Directive - Repeat each entry exactly and drop the pictures.

Dataset excerpts -
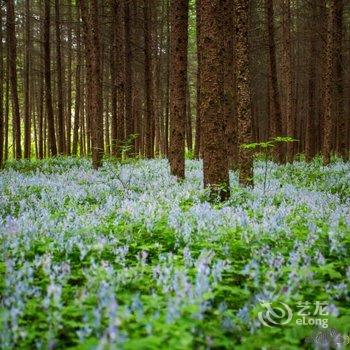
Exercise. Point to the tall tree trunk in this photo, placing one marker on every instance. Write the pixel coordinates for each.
(90, 17)
(12, 56)
(69, 82)
(244, 109)
(2, 124)
(197, 147)
(213, 123)
(178, 82)
(118, 104)
(128, 79)
(60, 114)
(149, 113)
(311, 113)
(276, 117)
(48, 92)
(229, 81)
(77, 90)
(339, 88)
(189, 141)
(287, 73)
(328, 119)
(27, 121)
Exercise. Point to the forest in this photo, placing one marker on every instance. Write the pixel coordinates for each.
(174, 174)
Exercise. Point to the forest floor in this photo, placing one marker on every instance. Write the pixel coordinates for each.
(128, 258)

Exercise result -
Exercise. Point to the tall tree trunk in this photo, placing one marker on every instance. Write the pixel coordinates for each.
(90, 17)
(12, 56)
(69, 82)
(244, 109)
(2, 124)
(197, 147)
(213, 123)
(178, 82)
(118, 104)
(128, 79)
(60, 114)
(149, 113)
(311, 113)
(276, 117)
(48, 92)
(229, 81)
(77, 90)
(339, 88)
(189, 141)
(287, 73)
(328, 119)
(27, 121)
Exercise. Point to the forest in this photo, placing one marker on every instance. Write the pixel coordinates for each.
(174, 174)
Exercise. Point to the forest floor in this photo, placing one marker on every instance. Write the pixel coordinates for each.
(128, 258)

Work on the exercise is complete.